__POLECENIE A__.
Które wiersze poniższych wpisów zawierają słowo „metal”? Podaj każdy z nich w całości.

__PODANY TEKST__.
☆ ☆ ☆

Udało się też wychwycić anachronizmy. Przykładem jest użycie określenia „Rosja”, gdzie miał uciekać w 1026 r. norweski król Olaf II Święty10. Przecież wtedy o Rosji nie może być mowy, ale o Rusi, to jak najbardziej. Identycznym anachronizmem posiłkowano się w przypadku „rosyjskich rzek”, którymi w X w. podróżowali skandynawscy wikingowie11.

Są też drobne nieścisłości merytoryczne. Autorka niejednokrotnie wypowiadając się na temat rzymskiego historyka Tacyta, podawała, że był to uczony w piśmie z I w. n.e.12. Jest to tylko po części prawda, ponieważ zmarł on najprawdopodobniej w 112 r. n.e., a więc w II w. n.e. Według R. Gianaddy najbardziej ceniony bursztyn pochodził z terenów dzisiejszej Danii13, tymczasem jak dowodzą wyniki badań, miano to nosił Półwysep Sambijski, z którego pochodził najcenniejszy kruszec, nazywany złotem północy14. Przesłanki jakimi kierował się Juliusz Cezar, opisując panteon bóstw galijskich, zastępując ich imiona, imionami bogów rzymskich, według Autorki miały być sposobem na ukazanie elicie rzymskiej, że Celtowie nie byli barbarzyńcami15. Tymczasem istnieje niemniej wiarygodna koncepcja, która powiada, iż Cezar zupełnie nie znał imion celtyckich bóstw i zastosował najprostsze rozwiązanie, zastępując ich sobie doskonale znanymi, rodzimymi bogami.

☆ ☆ ☆

__POKAZANE WPISY__.
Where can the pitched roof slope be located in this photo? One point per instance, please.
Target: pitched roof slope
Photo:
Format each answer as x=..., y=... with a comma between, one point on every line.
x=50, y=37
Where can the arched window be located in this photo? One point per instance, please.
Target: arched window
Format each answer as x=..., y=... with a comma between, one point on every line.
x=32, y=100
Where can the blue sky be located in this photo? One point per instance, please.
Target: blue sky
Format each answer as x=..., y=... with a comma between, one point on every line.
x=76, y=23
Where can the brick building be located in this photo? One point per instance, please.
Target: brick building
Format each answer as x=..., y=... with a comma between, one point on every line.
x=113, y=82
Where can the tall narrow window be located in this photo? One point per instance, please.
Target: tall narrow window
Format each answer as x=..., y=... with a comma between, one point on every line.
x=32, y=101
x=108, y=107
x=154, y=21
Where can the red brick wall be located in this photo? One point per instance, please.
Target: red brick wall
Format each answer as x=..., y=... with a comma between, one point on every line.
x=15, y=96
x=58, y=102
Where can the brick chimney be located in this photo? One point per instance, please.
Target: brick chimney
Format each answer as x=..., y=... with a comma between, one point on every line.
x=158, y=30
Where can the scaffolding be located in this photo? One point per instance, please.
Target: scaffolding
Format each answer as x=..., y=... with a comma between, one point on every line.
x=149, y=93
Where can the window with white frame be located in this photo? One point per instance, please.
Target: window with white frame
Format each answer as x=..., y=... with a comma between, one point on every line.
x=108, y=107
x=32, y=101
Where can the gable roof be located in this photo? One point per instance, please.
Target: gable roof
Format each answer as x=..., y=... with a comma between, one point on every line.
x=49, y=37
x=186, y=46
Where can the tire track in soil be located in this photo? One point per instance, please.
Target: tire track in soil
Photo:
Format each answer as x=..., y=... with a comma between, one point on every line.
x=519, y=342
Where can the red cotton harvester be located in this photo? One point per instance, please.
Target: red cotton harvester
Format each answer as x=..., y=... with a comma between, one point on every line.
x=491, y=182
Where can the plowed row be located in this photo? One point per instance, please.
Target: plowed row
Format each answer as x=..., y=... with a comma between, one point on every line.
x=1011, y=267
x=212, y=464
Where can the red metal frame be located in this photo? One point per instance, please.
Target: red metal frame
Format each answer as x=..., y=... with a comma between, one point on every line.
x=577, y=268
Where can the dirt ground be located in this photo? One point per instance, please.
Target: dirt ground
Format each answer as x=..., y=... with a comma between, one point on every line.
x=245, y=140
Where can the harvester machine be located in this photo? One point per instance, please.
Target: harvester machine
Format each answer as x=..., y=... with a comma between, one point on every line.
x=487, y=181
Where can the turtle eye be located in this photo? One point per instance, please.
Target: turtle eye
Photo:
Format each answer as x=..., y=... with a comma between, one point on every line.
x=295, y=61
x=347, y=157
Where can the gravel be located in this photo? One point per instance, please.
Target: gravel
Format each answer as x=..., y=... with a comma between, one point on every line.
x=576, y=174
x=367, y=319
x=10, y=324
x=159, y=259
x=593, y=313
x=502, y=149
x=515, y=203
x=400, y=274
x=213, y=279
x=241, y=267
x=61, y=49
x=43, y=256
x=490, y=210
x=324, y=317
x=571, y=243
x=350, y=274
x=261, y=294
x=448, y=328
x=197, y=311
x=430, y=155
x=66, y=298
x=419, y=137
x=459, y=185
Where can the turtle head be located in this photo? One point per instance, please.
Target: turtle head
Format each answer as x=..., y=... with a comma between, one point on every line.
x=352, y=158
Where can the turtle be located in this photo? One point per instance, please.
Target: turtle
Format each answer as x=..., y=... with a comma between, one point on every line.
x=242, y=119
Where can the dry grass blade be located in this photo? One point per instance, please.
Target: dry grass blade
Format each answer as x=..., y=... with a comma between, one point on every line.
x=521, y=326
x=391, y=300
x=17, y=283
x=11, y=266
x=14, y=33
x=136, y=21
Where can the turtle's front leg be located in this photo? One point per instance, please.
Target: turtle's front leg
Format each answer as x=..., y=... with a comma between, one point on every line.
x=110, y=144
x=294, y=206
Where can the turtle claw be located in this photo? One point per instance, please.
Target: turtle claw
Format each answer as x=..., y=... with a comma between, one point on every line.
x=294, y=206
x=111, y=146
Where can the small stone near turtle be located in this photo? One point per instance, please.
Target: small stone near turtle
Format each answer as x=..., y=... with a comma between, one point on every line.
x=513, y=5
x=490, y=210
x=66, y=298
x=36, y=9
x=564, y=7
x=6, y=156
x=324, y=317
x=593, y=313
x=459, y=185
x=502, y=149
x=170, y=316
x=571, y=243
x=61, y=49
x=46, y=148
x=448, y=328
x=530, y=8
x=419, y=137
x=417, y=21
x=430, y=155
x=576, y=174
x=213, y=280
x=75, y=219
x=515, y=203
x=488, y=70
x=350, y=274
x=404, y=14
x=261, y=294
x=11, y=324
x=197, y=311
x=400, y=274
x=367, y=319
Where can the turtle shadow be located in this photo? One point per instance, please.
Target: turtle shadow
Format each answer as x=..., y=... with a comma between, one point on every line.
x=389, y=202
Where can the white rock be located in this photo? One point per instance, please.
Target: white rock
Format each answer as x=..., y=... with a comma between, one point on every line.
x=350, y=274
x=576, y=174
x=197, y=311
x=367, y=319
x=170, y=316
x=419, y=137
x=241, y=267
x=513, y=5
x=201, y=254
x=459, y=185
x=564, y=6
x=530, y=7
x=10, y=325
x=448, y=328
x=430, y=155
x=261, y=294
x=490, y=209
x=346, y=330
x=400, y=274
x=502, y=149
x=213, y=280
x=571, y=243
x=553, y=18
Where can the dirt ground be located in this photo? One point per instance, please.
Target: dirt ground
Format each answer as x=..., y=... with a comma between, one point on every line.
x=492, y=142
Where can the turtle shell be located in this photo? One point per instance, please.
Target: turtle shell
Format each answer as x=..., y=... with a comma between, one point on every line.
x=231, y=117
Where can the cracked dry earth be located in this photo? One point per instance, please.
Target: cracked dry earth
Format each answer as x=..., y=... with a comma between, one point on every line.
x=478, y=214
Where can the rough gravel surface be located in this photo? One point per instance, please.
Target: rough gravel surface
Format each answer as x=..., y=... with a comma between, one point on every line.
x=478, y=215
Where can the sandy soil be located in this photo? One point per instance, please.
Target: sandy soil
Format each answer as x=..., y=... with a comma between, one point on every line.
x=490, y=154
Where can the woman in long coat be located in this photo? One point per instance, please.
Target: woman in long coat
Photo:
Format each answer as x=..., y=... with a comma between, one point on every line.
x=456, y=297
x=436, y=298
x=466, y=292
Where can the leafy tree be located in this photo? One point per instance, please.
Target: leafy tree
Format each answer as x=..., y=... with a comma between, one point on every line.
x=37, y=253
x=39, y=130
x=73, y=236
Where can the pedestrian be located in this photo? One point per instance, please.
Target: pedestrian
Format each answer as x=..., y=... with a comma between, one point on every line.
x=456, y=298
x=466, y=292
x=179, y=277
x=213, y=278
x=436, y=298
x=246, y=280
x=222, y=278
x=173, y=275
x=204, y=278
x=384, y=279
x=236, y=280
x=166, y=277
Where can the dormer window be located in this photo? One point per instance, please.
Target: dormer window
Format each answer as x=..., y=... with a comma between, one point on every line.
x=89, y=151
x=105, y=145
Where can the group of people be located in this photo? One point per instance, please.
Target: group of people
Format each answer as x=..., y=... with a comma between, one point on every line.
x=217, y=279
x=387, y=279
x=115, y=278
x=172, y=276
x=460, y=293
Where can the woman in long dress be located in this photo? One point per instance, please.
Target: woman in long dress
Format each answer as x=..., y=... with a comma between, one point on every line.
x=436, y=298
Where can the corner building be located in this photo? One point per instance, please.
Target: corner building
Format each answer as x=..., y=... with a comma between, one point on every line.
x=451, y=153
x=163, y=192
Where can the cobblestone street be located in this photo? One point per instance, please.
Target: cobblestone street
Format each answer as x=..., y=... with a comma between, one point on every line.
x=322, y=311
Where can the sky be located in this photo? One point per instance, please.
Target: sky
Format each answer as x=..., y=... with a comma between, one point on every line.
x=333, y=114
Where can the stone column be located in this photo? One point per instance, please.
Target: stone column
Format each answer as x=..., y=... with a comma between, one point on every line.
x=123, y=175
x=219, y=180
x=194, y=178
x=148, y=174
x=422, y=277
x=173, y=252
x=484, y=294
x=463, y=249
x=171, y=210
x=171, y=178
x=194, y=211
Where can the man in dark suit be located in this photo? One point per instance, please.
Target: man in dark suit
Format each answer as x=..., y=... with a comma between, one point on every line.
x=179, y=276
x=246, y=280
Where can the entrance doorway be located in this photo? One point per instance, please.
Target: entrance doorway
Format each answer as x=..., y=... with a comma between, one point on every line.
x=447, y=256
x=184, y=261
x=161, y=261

☆ ☆ ☆

__POLECENIE B__.
Wypisz z podanego tekstu wszystko od słów „Udało się też” aż po słowa „podróżowali skandynawscy wikingowie11.”.

__ODPOWIEDŹ A__.
Where can the red metal frame be located in this photo? One point per instance, please.
Target: red metal frame

__ODPOWIEDŹ B__.
Udało się też wychwycić anachronizmy. Przykładem jest użycie określenia „Rosja”, gdzie miał uciekać w 1026 r. norweski król Olaf II Święty10. Przecież wtedy o Rosji nie może być mowy, ale o Rusi, to jak najbardziej. Identycznym anachronizmem posiłkowano się w przypadku „rosyjskich rzek”, którymi w X w. podróżowali skandynawscy wikingowie11.